→ What is being asked: Reproduce the records verbatim, starting with the line that contains "point: concrete pylon, one" and going on through the end of the records, both ends included.

→ Data provided:
..........
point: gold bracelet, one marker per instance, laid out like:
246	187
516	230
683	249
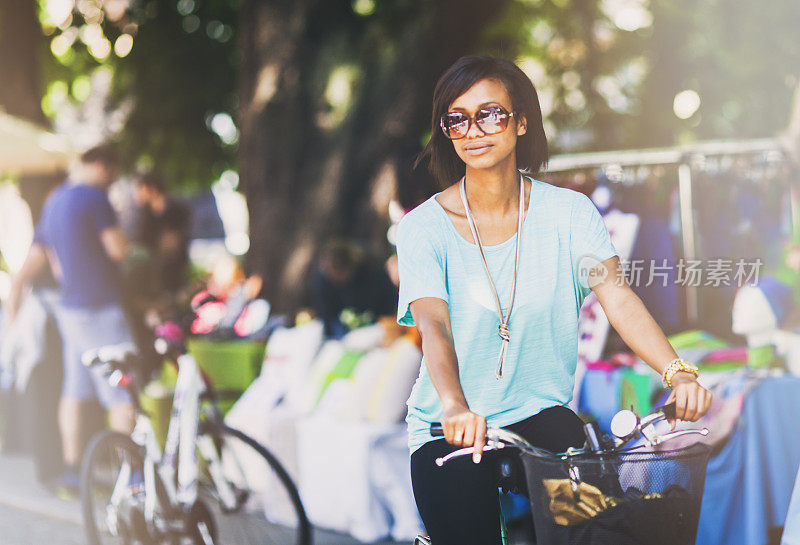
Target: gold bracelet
676	366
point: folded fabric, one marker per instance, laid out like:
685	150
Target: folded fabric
737	353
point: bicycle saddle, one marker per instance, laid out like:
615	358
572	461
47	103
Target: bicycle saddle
117	356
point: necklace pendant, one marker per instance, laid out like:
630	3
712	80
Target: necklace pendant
504	332
505	335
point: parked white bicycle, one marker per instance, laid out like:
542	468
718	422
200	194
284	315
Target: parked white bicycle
209	485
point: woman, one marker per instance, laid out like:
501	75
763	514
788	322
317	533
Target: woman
493	271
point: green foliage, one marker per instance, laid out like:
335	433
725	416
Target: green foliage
604	82
181	71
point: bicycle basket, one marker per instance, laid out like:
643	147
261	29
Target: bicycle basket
637	497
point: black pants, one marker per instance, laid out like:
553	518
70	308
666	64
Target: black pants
458	502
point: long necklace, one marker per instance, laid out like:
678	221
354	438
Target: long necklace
502	330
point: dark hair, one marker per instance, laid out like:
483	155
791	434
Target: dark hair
445	164
152	181
414	181
104	153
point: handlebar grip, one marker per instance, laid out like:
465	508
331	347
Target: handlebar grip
668	410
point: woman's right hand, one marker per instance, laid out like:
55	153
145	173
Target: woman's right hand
463	428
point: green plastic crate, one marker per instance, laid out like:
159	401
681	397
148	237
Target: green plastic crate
230	365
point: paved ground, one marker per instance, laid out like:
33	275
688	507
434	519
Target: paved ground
30	515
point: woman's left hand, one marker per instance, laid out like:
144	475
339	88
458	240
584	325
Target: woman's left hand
691	400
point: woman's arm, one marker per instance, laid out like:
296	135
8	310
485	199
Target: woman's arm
461	426
639	330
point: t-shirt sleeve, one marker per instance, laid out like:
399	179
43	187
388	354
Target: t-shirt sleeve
590	241
421	267
103	216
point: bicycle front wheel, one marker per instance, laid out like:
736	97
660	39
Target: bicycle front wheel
112	496
249	493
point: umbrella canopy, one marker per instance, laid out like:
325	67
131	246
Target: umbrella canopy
27	149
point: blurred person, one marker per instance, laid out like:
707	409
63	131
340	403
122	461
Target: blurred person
78	234
162	228
496	293
346	280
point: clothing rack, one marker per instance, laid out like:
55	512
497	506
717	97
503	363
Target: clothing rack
686	158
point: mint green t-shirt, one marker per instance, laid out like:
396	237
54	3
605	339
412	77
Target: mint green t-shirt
562	236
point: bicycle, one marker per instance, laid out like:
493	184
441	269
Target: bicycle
581	495
210	484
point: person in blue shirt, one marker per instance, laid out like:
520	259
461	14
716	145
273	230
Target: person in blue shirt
78	234
493	271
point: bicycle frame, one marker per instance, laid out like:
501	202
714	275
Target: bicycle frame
179	456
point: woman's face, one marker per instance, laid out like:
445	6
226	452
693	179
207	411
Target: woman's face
477	149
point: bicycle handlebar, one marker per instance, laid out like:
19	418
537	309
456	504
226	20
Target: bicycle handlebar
628	427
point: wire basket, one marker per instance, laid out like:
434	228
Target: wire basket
631	498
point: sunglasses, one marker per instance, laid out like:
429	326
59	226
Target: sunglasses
490	120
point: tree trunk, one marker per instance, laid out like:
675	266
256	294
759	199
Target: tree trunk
20	38
305	183
791	137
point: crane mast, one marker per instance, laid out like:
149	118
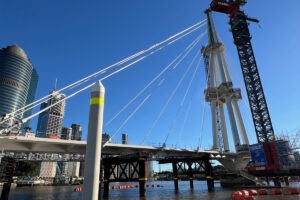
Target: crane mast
242	40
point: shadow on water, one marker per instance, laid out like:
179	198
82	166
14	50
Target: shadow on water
166	191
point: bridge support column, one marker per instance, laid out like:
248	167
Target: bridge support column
142	177
5	191
209	175
106	179
191	175
175	175
276	181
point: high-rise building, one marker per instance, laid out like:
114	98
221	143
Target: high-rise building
76	132
66	133
15	82
50	121
31	95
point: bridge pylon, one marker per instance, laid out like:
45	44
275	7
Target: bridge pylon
219	93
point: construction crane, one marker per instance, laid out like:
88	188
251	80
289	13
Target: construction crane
270	157
242	40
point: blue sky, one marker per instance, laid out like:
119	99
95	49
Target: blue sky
69	40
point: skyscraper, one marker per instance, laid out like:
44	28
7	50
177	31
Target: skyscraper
15	82
66	133
50	121
31	95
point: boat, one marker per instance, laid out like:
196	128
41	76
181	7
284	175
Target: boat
29	182
233	180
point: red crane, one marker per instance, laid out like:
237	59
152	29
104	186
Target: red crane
242	40
267	145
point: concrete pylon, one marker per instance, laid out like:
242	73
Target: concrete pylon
94	140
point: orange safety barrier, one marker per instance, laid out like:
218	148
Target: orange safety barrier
78	189
276	191
294	191
262	192
236	195
252	192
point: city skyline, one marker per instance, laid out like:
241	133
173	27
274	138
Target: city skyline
66	46
18	82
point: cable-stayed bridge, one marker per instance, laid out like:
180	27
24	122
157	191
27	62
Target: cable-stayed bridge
219	93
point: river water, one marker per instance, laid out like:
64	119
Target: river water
165	191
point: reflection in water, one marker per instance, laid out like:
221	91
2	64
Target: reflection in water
166	191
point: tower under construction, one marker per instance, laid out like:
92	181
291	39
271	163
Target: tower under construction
219	93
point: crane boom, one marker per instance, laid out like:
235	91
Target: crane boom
242	40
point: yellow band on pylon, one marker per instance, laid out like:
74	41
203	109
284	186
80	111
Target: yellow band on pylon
97	101
143	179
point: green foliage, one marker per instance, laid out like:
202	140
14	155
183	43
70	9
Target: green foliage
27	168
..........
→ Exercise result:
point: concrete pylon, one marker per instance, laid out like:
242	73
Target: concrete pylon
94	140
point: orange safety barrier, one marker per instance, laid out like:
218	148
Target: orange safety barrier
78	189
276	191
294	191
262	192
236	195
252	192
point: city skyline, one marker per instance, laid out like:
241	133
173	27
274	138
Target: city skyline
66	46
18	82
point: cable-stayed bridge, one marker per instance, laid out like:
180	27
24	122
157	191
27	62
Target: cable-stayed bridge
219	93
point: river water, one marker per instance, laid out like:
64	119
Target: river water
165	191
point: reflection in water, one marker per instance, laid out like:
221	91
2	64
Target: reflection in water
166	191
point: tower under construction, one marker per instance, laid out like:
92	181
291	39
271	163
Target: tower under construction
219	93
point: crane boom, one marker per instance, laid out like:
235	91
Target: crane boom
242	40
point: yellow band on pylon, one marker per instance, laid out like:
74	41
203	109
284	186
80	111
Target: yellow band on pylon
97	101
143	179
point: green foliage, one marker per instance, laid out like:
202	140
14	155
183	43
70	9
Target: green foliage
27	168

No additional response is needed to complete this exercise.